## OBJECTIVE A
Answer these about the forum post on calling a base class constructor, one per line:
(i) What reputation number does the post show?
(ii) In the second code sample, how much is added to b?
(iii) According to the poster, which base class constructor gets called when a derived class constructor is called, unless another is named?
## OBJECTIVE B
From the forum post on calling a base class constructor, copy out word for word the part starting with "DerivedClass(int a,int b) : BaseClass(a,b)" and going on through "already been called..".

## DOCUMENT EXCERPT
CODEWITHSUNDEEP
c++inheritanceconstructor
DotSlashSlash
DotSlashSlash

Reputation: 5203

Call parameterised constructor after base class after some calculation

I want to be able to call a parameterised constructor of the base class AFTER I've done some calculation with the input parameters from the derived class constructor.

To what I believe, when you call a constructor of a derived class, the default constructor of the base class is called...

(unless its parameterised constructor is called specifically as so:)

DerivedClass(int a,int b) : BaseClass(a,b) {}

Is there anyway of doing something like:

DerivedClass(int a,int b) { 
   a += 2; 
   b += 5; 
   BaseClass(a, b); // <- this line I am questioning :(
}

And I assume what is above doesn't work because the default constructor of the BaseClass is already been called..

## RECORD SET

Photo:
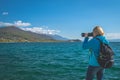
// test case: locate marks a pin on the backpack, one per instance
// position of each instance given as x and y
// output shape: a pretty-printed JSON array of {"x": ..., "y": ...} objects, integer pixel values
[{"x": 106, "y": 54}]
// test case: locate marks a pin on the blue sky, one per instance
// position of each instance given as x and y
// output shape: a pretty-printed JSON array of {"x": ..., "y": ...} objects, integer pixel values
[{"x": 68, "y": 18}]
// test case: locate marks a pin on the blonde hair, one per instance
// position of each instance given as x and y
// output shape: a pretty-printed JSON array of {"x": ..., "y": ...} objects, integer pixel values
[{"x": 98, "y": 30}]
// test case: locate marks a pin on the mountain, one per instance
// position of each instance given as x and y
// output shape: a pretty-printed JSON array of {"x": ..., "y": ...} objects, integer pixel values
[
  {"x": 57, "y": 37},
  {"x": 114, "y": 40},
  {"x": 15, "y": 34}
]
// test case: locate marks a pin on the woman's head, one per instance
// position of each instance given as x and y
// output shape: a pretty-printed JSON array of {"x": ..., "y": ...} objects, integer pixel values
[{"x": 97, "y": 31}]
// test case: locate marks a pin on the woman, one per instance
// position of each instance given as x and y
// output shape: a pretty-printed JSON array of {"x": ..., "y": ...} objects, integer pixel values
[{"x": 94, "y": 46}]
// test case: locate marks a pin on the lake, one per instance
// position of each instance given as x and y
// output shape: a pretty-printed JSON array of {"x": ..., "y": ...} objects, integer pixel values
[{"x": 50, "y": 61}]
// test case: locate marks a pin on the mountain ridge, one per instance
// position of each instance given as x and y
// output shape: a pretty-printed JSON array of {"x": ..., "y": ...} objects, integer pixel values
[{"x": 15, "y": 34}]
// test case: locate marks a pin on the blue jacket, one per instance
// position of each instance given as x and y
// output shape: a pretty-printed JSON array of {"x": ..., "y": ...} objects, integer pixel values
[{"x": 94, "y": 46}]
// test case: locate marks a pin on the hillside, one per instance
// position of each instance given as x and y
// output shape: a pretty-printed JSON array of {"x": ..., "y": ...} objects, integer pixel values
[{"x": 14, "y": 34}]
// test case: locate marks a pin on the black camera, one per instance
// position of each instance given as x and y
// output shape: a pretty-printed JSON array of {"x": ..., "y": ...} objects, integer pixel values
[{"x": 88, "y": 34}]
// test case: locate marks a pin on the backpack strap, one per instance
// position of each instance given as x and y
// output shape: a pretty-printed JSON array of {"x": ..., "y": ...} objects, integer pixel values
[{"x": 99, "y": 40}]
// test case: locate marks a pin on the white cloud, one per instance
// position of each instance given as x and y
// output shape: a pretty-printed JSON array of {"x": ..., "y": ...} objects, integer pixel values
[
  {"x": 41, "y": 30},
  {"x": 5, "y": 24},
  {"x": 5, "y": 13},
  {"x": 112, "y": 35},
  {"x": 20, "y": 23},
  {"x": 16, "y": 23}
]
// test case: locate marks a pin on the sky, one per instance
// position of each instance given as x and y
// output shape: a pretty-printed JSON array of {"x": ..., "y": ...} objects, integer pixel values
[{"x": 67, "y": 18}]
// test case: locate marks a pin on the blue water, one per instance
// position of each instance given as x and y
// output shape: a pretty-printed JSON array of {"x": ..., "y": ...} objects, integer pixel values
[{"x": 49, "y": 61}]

## CORRECT ANSWER A
(i) 5203
(ii) 5
(iii) The default constructor

## CORRECT ANSWER B
DerivedClass(int a,int b) : BaseClass(a,b) {}

Is there anyway of doing something like:

DerivedClass(int a,int b) { 
   a += 2; 
   b += 5; 
   BaseClass(a, b); // <- this line I am questioning :(
}

And I assume what is above doesn't work because the default constructor of the BaseClass is already been called..